Problem statement ::
Reproduce the lines of the data unchanged, beginning with the very first line and continuing through the line that contains "17 56 L 17 64".

(Region segmentation data)
****************
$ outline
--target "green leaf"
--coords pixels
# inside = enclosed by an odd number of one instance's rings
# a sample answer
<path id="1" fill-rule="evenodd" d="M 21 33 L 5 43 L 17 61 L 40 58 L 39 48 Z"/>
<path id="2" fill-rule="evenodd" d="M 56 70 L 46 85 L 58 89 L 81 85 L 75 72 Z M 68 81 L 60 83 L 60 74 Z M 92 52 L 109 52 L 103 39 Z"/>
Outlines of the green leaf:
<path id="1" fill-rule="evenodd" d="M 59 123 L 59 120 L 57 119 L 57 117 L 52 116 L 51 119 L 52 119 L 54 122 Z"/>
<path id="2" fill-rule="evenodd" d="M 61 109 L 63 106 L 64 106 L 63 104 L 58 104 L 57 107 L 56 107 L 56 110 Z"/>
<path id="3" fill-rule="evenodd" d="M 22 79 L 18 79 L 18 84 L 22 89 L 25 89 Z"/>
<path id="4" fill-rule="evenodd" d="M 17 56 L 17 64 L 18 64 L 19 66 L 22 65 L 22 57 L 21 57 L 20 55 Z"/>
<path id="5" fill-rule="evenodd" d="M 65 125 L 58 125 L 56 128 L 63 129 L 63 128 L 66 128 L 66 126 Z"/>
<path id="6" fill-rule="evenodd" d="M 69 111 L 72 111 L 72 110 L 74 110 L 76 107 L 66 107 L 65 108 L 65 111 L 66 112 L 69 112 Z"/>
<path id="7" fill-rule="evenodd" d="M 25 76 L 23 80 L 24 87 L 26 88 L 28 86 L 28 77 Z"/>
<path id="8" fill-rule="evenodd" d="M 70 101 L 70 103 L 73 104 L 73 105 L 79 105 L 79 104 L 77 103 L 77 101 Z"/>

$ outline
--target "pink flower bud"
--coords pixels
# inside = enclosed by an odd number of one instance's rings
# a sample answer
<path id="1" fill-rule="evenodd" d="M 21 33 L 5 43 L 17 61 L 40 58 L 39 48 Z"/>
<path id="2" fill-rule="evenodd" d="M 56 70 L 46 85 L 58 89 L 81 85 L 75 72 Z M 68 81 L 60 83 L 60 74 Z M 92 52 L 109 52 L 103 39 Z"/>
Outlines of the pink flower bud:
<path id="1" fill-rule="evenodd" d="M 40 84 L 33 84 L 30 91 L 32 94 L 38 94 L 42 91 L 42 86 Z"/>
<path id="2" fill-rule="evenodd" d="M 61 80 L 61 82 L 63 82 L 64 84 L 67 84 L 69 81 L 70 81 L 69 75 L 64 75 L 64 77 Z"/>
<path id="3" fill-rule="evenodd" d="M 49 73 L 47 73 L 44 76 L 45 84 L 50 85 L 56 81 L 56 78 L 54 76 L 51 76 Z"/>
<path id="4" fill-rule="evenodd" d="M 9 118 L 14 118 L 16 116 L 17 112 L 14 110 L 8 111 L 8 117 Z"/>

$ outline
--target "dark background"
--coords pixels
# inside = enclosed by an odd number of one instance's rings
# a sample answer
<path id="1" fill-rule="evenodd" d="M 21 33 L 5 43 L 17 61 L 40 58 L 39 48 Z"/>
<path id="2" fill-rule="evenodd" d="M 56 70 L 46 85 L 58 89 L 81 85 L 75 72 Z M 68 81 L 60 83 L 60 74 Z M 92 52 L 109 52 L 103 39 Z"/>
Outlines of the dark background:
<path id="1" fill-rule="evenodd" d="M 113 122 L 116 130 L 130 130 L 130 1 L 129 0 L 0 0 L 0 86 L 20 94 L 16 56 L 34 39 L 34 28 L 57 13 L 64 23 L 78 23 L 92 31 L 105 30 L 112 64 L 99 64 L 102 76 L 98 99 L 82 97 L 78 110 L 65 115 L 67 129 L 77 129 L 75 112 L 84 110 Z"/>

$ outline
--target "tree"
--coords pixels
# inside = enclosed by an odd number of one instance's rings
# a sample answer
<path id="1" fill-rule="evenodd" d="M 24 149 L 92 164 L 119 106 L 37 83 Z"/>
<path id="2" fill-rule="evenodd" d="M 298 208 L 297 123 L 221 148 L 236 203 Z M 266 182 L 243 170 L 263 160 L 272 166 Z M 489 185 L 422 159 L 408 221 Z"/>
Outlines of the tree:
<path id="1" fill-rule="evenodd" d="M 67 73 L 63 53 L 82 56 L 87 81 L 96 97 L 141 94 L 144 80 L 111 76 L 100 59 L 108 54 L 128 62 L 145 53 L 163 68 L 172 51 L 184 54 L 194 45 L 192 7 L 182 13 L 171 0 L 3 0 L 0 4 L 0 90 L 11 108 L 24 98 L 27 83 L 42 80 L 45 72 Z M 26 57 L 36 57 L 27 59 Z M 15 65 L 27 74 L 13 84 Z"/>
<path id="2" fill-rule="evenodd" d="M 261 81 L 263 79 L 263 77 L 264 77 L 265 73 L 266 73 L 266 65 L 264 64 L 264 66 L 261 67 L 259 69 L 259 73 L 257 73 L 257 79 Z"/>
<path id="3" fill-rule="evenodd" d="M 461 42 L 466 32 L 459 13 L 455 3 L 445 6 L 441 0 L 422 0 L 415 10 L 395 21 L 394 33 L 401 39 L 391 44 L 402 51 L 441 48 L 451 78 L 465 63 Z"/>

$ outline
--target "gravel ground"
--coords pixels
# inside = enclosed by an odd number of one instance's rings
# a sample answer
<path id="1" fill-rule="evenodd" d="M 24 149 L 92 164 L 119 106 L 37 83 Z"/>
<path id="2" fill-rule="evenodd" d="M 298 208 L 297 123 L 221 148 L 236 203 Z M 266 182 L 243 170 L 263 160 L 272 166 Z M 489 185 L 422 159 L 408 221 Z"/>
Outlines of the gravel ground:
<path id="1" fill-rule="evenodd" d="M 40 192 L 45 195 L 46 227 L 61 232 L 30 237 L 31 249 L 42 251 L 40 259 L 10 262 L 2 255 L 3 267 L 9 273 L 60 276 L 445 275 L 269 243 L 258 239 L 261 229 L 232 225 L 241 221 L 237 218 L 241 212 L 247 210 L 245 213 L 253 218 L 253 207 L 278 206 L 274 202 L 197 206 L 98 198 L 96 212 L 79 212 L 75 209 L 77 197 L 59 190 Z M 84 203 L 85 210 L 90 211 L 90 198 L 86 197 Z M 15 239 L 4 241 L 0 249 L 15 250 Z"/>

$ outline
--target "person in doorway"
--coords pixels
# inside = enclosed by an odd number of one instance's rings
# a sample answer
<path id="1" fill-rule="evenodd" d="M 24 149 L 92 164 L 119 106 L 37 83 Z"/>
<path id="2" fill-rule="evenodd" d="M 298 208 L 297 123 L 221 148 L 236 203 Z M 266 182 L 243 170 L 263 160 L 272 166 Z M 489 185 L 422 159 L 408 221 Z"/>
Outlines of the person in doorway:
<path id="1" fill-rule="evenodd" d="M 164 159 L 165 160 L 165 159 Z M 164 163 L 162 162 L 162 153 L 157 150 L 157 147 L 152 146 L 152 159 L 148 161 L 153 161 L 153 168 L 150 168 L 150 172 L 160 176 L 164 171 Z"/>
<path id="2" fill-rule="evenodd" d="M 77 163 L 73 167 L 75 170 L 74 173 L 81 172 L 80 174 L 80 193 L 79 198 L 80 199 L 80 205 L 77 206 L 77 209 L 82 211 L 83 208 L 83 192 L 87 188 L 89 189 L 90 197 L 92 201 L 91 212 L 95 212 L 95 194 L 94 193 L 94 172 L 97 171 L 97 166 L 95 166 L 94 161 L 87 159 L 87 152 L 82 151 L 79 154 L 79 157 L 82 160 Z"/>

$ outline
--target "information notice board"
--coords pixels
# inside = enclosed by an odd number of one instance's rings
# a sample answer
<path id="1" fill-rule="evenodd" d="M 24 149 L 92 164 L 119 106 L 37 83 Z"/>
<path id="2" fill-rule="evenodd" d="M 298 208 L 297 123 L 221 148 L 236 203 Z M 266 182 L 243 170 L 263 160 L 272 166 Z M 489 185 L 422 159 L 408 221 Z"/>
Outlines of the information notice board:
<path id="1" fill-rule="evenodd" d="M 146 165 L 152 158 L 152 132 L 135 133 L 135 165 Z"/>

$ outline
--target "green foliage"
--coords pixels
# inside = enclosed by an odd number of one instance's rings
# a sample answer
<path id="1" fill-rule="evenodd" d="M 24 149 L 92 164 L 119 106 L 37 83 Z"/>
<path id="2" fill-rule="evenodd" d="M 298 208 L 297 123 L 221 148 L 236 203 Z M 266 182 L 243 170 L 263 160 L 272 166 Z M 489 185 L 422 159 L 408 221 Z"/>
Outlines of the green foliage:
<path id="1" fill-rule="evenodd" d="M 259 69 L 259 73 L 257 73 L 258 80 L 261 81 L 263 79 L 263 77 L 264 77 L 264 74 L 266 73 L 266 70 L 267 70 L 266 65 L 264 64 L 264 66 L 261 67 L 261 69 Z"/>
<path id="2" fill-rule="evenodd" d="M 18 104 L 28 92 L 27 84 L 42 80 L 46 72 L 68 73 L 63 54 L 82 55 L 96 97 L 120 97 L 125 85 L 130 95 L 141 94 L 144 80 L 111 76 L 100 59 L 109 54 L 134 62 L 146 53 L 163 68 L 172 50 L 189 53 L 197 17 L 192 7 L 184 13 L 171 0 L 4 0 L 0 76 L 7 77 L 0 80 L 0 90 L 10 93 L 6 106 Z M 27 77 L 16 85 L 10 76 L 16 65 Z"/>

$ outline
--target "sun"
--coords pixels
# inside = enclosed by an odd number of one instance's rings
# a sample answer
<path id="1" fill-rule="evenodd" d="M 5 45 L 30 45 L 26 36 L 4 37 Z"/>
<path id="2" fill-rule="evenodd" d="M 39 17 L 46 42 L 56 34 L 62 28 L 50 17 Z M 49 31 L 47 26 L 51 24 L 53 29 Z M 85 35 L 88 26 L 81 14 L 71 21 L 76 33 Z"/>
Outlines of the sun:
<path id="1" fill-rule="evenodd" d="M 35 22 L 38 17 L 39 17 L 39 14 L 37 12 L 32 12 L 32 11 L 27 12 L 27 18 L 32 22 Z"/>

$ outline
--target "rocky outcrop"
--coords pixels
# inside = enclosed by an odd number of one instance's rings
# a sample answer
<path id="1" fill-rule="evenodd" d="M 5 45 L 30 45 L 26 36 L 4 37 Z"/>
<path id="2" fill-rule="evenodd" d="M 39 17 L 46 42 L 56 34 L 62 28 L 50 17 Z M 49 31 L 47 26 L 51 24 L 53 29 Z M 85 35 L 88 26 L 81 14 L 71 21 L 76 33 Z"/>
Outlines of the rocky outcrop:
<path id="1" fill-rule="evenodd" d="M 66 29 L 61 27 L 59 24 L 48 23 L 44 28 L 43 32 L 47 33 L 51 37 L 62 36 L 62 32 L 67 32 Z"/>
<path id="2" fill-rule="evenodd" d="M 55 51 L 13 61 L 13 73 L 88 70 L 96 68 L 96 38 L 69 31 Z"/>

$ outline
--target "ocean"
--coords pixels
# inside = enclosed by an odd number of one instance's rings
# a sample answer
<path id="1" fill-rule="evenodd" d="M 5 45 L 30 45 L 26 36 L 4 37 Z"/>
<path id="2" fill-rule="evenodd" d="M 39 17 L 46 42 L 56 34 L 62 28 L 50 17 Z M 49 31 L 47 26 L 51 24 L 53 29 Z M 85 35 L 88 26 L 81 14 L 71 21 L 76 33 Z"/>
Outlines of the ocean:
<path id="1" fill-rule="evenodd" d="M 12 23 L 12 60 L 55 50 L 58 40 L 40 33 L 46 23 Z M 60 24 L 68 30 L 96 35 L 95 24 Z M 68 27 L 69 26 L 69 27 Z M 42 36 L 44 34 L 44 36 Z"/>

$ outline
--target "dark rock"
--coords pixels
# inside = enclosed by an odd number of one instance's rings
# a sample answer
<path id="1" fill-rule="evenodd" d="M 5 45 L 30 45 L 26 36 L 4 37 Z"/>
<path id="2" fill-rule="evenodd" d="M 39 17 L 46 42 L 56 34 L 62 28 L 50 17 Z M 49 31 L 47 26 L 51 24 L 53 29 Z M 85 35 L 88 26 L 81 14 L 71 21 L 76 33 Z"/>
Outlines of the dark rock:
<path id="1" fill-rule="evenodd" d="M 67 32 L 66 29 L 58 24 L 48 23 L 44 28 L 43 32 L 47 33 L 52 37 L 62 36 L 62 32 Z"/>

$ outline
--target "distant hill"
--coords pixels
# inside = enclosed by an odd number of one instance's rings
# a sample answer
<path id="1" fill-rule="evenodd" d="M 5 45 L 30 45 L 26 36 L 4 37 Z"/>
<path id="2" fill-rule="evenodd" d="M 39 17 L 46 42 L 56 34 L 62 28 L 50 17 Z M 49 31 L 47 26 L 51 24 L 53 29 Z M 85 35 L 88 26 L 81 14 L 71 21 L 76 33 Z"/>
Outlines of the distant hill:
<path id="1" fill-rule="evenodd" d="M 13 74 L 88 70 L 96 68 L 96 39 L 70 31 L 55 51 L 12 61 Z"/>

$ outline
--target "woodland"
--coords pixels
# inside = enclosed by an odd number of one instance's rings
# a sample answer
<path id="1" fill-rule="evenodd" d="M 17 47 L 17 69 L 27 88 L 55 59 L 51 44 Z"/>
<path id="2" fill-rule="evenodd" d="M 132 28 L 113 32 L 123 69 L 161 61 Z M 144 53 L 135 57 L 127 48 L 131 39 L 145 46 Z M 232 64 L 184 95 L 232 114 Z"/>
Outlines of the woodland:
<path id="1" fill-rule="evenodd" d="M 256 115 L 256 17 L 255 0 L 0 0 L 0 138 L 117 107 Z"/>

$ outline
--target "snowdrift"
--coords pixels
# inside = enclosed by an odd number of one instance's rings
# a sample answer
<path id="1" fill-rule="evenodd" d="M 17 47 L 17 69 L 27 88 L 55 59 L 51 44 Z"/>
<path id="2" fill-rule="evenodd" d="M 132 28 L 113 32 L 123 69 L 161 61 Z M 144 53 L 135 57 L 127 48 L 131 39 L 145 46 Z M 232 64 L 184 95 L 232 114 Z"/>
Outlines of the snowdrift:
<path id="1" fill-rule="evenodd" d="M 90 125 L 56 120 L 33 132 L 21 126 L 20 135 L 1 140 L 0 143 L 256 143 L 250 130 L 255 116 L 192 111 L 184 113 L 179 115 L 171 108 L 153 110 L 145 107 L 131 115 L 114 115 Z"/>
****************
Solution to this problem ::
$ outline
--target "green leaf"
--coords pixels
# inside = enclosed by an odd number of one instance's rings
# a sample answer
<path id="1" fill-rule="evenodd" d="M 21 33 L 5 43 L 17 61 L 40 58 L 39 48 Z"/>
<path id="2" fill-rule="evenodd" d="M 56 70 L 46 85 L 58 89 L 81 85 L 75 72 Z M 68 81 L 60 83 L 60 74 Z M 92 52 L 109 52 L 103 39 Z"/>
Outlines of the green leaf:
<path id="1" fill-rule="evenodd" d="M 59 123 L 59 120 L 57 119 L 57 117 L 52 116 L 51 119 L 52 119 L 54 122 Z"/>
<path id="2" fill-rule="evenodd" d="M 61 109 L 63 106 L 64 106 L 63 104 L 58 104 L 57 107 L 56 107 L 56 110 Z"/>
<path id="3" fill-rule="evenodd" d="M 22 79 L 18 79 L 18 84 L 22 89 L 25 89 Z"/>
<path id="4" fill-rule="evenodd" d="M 17 56 L 17 64 L 18 64 L 19 66 L 22 65 L 22 57 L 21 57 L 20 55 Z"/>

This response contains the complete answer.